## TASK DESCRIPTION
Pull out each line in the listing below that contains the string "shirt", and copy those lines unchanged. Case counts, so skip any line where it appears only with different capitalization.

## RECORDS FOR THIS TASK

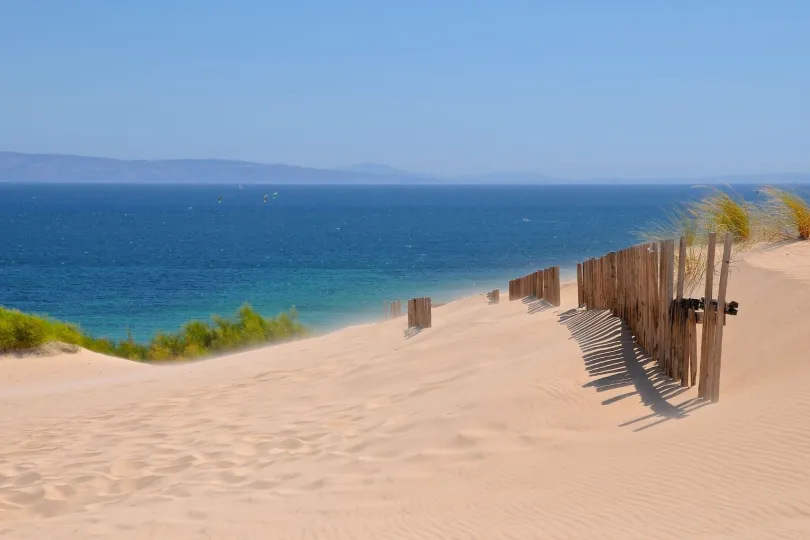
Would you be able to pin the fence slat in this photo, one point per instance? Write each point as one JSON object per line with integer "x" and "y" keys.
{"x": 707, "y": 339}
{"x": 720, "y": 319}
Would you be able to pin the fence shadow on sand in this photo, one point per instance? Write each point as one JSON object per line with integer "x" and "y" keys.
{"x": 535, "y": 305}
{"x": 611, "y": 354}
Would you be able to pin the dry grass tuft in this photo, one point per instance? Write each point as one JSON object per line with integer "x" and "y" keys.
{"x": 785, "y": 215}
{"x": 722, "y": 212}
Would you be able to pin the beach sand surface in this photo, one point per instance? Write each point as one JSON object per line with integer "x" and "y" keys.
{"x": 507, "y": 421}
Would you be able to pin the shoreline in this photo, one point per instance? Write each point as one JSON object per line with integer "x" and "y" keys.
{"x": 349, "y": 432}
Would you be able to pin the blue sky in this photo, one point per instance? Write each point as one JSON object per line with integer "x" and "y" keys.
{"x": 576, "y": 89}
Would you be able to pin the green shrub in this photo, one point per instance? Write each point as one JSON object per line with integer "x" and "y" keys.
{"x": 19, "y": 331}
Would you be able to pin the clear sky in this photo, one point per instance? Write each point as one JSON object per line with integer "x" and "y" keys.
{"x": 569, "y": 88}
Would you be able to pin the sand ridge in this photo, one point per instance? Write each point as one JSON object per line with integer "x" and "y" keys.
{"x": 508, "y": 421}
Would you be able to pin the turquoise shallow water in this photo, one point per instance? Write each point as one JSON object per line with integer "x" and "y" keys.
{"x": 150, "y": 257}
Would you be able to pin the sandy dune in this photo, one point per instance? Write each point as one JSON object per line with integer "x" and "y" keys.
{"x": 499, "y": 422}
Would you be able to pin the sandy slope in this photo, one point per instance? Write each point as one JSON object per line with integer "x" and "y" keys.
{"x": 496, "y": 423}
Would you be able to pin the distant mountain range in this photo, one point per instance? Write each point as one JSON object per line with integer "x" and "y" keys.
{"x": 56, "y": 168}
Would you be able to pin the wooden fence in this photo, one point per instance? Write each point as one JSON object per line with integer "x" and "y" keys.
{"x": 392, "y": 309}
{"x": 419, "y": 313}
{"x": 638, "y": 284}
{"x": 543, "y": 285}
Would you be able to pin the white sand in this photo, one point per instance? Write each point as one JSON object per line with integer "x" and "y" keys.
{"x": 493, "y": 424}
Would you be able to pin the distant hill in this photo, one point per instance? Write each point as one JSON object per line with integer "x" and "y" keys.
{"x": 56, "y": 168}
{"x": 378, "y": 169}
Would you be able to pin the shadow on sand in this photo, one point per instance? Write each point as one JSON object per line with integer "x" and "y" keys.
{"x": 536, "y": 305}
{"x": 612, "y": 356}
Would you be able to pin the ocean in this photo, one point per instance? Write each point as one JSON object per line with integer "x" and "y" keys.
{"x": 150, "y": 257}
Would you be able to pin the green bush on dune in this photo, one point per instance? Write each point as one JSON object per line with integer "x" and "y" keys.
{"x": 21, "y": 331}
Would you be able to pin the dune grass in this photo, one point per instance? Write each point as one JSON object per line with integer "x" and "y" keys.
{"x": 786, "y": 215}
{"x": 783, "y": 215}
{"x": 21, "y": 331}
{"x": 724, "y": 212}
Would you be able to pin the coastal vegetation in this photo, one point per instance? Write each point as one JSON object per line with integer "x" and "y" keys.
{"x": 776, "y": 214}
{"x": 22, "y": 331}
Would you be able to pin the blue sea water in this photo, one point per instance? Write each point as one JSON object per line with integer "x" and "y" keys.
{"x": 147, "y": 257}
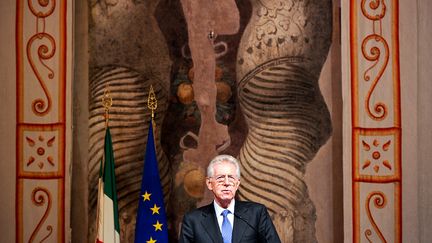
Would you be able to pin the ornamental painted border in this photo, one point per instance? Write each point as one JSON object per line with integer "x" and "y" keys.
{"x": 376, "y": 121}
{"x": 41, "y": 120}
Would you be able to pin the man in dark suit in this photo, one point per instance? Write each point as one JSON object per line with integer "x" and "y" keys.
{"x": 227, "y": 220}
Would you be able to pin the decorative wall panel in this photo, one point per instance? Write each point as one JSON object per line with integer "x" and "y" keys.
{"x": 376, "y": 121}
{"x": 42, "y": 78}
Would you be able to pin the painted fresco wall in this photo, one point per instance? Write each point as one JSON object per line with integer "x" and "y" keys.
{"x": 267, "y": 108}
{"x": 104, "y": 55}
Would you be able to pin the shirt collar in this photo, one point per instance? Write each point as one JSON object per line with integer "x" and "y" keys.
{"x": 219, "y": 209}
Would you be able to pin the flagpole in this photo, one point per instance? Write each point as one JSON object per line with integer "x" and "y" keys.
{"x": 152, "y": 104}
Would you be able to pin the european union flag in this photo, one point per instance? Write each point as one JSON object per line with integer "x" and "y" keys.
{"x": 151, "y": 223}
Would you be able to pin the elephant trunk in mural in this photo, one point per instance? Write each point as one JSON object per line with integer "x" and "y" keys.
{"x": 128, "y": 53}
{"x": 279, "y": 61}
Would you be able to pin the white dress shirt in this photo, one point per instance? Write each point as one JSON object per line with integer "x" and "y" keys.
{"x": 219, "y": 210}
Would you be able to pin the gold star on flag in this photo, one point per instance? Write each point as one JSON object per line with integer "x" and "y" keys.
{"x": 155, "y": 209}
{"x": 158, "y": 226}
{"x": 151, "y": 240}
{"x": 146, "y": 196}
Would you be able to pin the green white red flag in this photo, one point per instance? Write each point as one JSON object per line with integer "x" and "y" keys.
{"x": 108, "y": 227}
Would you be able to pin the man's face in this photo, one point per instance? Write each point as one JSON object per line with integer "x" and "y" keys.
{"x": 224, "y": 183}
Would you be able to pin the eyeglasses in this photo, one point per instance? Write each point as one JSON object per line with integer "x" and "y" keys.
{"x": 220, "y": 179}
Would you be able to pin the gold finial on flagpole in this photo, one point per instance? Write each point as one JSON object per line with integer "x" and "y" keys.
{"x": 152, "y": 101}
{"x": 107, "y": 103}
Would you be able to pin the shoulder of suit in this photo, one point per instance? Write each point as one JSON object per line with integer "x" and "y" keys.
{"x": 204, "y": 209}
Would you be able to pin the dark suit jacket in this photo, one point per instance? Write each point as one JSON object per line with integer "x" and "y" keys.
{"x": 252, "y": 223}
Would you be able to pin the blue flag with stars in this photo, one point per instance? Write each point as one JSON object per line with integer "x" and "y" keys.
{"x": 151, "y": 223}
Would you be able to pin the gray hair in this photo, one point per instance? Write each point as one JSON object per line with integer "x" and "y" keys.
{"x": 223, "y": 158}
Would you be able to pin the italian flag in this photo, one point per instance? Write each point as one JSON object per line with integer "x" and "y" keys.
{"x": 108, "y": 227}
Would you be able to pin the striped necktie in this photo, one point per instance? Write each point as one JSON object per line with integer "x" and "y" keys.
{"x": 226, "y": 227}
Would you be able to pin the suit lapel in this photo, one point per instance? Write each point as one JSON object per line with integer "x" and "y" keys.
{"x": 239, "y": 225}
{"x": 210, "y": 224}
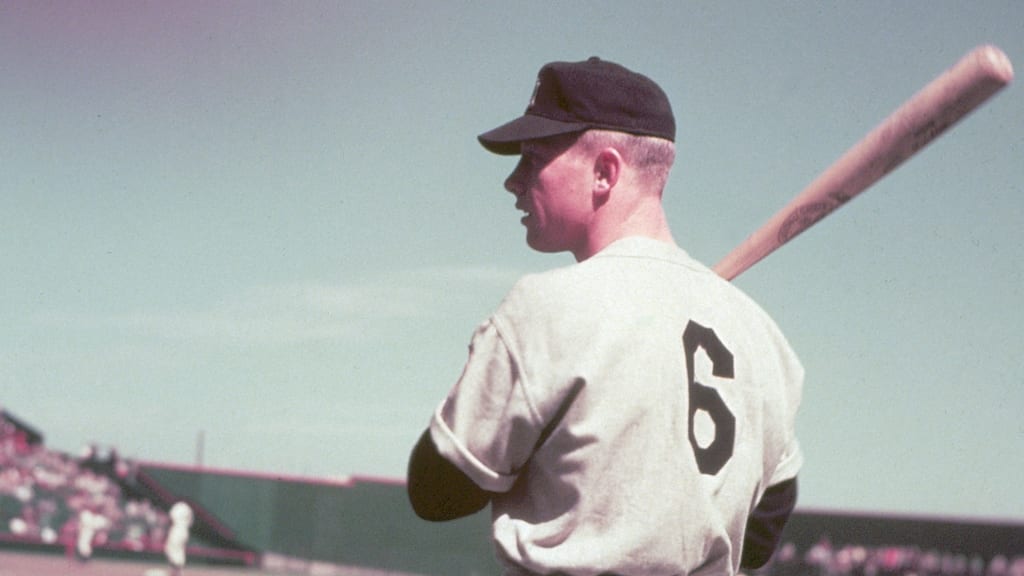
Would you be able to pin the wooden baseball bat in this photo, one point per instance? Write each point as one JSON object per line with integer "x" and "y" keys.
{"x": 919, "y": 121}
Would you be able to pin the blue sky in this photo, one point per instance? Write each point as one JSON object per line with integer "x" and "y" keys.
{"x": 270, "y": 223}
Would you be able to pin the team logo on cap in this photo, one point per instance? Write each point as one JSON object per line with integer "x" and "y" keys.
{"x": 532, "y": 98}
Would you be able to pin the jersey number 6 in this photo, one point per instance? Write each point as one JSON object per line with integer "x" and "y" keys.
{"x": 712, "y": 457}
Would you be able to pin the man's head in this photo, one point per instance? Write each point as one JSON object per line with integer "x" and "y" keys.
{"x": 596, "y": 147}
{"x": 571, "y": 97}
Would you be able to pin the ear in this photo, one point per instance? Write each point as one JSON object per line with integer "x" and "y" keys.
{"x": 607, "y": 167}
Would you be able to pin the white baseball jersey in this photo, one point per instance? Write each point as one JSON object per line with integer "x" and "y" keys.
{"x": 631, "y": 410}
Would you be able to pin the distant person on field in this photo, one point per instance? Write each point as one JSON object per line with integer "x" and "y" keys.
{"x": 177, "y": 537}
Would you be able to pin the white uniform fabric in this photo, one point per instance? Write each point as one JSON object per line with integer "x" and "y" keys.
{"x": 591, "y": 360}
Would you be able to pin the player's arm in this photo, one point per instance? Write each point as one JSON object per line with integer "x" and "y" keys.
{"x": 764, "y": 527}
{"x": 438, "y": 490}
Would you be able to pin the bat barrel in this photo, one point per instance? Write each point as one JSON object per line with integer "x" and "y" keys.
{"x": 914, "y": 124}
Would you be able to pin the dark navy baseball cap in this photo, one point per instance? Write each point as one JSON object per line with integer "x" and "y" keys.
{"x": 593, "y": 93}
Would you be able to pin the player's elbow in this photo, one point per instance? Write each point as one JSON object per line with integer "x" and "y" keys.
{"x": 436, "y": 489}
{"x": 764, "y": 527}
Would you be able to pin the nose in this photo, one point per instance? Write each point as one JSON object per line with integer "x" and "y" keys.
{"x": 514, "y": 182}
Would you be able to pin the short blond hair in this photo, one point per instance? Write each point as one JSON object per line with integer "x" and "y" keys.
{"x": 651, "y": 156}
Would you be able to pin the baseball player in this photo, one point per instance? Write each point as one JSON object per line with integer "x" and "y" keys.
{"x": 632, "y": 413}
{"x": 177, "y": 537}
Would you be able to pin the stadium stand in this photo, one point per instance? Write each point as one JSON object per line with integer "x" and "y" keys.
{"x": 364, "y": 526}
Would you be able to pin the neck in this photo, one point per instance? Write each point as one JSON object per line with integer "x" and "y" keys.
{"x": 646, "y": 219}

* * *

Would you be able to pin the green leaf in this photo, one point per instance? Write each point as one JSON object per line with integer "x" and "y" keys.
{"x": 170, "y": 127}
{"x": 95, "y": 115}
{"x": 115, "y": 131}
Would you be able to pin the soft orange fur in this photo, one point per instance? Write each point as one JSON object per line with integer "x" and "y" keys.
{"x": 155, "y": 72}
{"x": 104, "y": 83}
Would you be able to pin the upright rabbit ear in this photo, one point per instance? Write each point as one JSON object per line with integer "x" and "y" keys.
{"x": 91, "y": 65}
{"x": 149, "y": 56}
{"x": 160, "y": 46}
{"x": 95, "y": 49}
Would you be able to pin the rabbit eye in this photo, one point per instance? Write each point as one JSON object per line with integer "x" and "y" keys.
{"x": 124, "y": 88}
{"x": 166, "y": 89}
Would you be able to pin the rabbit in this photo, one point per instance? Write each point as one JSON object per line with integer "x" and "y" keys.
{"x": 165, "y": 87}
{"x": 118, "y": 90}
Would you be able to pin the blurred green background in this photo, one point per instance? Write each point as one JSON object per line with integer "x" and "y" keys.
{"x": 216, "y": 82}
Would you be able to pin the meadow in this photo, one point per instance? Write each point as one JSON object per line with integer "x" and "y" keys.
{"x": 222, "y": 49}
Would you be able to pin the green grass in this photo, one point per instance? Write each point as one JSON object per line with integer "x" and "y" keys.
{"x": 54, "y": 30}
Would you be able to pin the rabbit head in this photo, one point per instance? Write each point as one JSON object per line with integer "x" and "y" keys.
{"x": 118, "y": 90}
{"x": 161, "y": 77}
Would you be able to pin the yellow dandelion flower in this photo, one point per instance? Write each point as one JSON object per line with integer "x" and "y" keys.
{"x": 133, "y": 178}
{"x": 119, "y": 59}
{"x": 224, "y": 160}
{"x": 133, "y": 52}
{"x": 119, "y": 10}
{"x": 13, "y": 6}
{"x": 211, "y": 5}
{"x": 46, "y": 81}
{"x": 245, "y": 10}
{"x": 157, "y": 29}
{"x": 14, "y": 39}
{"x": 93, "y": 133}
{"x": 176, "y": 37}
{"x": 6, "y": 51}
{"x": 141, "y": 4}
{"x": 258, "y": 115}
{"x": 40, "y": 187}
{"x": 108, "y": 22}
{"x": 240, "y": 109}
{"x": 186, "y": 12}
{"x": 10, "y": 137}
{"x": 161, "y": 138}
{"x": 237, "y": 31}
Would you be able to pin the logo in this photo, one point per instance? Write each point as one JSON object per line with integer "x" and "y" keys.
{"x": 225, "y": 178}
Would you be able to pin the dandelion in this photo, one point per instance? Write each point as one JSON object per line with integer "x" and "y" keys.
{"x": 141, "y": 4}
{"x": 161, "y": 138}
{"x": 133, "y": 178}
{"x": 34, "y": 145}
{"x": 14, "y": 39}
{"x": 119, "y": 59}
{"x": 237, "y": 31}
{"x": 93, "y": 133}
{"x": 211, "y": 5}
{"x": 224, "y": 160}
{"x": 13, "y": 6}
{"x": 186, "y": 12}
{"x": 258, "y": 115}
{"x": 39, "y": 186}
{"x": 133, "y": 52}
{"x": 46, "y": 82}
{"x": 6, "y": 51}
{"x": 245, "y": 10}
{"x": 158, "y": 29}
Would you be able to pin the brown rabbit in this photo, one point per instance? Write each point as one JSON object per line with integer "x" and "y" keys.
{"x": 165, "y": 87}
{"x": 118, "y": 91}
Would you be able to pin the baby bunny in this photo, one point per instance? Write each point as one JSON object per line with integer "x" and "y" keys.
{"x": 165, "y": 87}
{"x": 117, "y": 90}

* * *

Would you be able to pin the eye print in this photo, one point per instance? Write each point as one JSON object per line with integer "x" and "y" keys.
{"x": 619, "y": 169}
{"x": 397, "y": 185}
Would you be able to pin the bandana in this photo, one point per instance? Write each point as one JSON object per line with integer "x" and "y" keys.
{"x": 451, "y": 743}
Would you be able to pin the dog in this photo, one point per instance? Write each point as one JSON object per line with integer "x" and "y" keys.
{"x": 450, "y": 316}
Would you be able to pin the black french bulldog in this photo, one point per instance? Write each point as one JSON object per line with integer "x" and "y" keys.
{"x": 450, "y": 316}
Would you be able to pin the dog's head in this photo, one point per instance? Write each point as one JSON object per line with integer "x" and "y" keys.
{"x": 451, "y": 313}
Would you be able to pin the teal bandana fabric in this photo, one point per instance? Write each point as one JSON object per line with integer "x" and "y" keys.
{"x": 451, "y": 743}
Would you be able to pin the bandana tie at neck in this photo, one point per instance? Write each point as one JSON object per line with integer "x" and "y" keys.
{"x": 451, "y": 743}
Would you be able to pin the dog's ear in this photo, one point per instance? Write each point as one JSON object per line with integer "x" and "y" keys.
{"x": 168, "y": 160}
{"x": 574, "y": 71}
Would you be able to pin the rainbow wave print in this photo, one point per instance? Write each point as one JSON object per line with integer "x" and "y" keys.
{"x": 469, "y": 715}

## CORRECT OUTPUT
Would you be able to pin the shirt collar in this photo, one point per instance? Write each point as one JSON object per line with integer "x" and "y" keys.
Would you be able to pin the white dress shirt in this photo, one point per instance? Write each point as one JSON object per line with integer "x" and "y" keys.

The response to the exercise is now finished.